- TASK DESCRIPTION
Write out the entries, please, from the line containing "of the corrugated" through their final line, exactly and with nothing else.

- Data excerpts
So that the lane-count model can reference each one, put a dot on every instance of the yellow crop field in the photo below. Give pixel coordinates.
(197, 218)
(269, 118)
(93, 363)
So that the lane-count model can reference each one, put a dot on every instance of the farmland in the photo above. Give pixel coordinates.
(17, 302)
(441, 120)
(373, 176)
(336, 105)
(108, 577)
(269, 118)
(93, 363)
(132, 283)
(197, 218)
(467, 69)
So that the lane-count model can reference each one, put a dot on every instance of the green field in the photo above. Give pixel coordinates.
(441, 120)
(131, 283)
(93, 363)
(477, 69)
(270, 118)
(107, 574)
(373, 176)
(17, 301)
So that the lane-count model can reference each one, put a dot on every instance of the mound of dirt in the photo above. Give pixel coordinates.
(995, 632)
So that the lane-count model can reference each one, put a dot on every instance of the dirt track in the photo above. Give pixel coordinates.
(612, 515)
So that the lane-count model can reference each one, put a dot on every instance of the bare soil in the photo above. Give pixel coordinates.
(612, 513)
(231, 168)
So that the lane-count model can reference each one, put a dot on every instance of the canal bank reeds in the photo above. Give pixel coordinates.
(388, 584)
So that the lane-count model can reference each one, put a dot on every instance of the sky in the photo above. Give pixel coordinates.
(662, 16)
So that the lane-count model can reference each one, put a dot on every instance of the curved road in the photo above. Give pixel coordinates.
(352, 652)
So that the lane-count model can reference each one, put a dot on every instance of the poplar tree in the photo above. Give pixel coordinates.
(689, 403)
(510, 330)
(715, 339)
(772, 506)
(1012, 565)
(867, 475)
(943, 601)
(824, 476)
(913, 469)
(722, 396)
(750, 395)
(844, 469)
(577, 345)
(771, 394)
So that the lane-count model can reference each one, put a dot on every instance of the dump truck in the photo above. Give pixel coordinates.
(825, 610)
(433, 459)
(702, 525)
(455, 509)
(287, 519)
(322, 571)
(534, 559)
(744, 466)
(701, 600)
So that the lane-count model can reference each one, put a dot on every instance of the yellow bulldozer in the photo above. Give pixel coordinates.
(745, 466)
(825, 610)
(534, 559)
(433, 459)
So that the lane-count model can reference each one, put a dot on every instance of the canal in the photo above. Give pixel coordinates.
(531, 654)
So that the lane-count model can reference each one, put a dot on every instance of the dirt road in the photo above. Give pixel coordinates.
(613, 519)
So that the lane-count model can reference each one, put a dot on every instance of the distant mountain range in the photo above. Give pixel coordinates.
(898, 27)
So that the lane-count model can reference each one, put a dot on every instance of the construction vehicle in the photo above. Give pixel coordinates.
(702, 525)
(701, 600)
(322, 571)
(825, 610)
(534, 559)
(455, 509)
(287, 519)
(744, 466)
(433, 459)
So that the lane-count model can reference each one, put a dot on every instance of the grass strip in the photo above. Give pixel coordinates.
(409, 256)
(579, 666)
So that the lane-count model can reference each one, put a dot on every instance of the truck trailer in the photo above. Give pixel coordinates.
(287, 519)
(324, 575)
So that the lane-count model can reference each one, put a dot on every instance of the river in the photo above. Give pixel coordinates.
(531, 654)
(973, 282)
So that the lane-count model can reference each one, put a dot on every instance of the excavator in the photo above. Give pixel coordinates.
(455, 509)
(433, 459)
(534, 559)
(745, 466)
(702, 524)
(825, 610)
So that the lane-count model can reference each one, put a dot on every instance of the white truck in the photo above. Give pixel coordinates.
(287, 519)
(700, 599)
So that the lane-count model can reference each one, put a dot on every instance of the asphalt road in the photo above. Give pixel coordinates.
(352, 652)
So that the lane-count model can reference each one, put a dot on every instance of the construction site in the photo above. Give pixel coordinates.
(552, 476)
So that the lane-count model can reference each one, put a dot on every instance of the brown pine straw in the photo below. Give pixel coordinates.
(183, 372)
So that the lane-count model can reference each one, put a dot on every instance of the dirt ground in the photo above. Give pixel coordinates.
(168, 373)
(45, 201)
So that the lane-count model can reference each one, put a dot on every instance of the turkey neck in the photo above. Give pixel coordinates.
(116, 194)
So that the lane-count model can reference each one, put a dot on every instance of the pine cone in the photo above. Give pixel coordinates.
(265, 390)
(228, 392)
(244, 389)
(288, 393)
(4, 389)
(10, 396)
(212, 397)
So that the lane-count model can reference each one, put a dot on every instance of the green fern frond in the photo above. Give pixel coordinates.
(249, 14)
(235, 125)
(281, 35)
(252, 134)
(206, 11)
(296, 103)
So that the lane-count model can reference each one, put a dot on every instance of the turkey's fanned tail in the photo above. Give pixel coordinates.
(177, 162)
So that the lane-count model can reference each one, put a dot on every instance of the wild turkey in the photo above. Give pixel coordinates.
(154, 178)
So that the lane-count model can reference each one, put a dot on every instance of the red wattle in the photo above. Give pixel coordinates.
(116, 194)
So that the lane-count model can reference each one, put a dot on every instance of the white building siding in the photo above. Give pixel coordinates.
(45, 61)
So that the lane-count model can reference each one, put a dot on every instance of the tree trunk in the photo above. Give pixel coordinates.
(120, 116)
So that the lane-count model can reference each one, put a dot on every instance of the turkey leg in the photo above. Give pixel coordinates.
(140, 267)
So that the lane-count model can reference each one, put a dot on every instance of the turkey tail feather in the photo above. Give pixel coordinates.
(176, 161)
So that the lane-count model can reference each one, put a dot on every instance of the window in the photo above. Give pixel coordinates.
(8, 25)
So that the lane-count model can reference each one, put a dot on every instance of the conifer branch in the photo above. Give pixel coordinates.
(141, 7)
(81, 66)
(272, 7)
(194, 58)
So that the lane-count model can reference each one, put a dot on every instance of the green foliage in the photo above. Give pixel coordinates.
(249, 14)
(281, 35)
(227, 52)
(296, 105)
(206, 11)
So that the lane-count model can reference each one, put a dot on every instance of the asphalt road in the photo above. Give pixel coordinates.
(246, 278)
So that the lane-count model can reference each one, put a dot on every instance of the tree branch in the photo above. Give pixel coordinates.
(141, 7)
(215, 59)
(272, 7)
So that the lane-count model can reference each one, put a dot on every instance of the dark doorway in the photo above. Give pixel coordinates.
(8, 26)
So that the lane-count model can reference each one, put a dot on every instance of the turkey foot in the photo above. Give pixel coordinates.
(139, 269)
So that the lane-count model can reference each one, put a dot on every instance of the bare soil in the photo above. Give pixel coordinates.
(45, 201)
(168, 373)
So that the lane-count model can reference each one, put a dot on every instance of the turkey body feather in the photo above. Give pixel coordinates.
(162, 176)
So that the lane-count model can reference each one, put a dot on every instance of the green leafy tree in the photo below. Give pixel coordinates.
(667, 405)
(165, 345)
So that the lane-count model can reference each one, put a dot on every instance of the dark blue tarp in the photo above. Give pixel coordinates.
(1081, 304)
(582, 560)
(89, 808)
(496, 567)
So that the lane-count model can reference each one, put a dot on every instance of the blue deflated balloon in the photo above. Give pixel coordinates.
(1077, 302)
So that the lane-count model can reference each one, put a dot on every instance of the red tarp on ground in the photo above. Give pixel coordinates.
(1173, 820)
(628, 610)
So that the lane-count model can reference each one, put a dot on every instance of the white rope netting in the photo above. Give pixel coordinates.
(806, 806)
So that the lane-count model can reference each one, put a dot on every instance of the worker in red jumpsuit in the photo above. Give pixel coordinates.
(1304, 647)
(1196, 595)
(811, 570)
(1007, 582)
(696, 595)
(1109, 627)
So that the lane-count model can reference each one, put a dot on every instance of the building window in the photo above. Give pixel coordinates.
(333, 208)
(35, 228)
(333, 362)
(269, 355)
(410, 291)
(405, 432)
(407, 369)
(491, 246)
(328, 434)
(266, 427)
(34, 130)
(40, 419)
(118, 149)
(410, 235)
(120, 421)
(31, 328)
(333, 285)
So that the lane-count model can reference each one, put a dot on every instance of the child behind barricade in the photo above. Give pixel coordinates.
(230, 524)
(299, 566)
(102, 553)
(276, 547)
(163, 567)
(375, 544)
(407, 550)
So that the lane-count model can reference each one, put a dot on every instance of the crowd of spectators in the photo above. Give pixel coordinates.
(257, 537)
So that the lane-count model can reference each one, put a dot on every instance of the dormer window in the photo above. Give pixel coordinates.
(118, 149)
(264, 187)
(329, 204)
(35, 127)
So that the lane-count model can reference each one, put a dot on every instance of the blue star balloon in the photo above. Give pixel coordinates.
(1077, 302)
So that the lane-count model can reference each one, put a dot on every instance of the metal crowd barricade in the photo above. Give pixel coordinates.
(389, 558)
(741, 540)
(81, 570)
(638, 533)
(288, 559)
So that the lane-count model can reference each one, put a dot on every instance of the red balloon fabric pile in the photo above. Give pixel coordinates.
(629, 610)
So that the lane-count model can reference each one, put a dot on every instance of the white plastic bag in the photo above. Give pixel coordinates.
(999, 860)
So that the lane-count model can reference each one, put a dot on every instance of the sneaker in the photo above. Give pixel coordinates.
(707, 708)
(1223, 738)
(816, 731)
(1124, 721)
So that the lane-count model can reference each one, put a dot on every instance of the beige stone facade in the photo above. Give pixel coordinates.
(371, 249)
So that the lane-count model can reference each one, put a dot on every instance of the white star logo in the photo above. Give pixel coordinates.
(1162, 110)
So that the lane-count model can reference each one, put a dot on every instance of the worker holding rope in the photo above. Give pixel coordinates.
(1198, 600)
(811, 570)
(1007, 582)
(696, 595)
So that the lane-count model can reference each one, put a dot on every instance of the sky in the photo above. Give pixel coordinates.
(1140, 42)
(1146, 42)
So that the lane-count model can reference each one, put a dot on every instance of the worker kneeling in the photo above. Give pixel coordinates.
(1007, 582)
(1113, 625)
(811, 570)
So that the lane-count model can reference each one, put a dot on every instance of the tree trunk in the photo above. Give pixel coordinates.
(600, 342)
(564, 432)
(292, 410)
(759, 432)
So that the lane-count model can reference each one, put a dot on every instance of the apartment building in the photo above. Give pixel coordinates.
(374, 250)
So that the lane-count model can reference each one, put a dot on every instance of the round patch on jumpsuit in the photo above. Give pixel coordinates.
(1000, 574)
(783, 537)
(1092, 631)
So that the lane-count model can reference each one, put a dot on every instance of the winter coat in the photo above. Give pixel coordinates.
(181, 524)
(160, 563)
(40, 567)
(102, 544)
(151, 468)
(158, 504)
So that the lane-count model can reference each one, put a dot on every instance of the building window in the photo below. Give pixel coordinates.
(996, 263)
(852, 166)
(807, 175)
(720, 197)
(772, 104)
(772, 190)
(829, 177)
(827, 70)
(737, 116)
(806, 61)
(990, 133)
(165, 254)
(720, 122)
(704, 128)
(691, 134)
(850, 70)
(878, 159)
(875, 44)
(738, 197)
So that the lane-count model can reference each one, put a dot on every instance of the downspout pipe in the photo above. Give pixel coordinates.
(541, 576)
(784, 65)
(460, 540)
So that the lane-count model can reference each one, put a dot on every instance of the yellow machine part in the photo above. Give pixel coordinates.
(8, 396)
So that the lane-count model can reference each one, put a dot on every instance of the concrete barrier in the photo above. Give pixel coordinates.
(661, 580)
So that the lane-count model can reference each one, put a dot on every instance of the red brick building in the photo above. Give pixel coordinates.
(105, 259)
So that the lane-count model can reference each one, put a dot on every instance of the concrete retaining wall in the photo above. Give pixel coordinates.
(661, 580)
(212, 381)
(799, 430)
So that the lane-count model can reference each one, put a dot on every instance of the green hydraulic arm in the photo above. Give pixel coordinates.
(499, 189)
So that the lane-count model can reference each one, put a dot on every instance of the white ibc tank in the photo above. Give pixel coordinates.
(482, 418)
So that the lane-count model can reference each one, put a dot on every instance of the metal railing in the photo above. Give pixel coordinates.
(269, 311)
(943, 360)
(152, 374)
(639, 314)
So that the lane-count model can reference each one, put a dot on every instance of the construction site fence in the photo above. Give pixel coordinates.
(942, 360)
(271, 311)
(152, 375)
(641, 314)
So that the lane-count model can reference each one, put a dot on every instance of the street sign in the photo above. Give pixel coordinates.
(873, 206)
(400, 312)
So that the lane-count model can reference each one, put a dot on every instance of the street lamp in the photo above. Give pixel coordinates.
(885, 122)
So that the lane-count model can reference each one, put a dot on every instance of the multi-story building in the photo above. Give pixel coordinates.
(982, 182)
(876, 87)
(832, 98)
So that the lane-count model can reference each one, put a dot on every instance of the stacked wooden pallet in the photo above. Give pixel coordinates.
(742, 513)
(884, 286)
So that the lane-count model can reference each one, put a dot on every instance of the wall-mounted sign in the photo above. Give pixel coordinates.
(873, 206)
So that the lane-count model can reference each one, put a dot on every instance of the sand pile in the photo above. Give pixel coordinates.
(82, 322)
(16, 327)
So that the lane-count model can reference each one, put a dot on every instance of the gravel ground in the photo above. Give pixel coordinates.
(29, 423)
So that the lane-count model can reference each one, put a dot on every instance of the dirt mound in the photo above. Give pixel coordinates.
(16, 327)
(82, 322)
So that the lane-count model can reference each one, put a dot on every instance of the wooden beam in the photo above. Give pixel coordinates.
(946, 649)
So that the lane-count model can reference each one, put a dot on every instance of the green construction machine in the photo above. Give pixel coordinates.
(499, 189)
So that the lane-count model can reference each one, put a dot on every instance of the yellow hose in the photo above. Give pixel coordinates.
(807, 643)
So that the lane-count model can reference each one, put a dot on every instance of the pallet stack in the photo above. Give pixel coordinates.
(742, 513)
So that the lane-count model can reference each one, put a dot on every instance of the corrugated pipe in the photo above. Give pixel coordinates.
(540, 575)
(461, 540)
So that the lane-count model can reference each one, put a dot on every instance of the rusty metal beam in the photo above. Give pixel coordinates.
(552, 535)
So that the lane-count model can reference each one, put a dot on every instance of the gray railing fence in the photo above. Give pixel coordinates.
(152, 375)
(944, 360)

- THE ANSWER
So that the lane-count model can reference each one, put a dot on every instance of the corrugated pipe in the photo above. Give pixel coordinates.
(540, 575)
(461, 540)
So that the lane-count model can reference each one, put a dot on every instance of the rusty metal beam in the photo above. Give pixel coordinates.
(552, 535)
So that the lane-count model can reference each one, put a dot on every instance of the gray railing fence in the photo above. Give pixel coordinates.
(152, 375)
(944, 360)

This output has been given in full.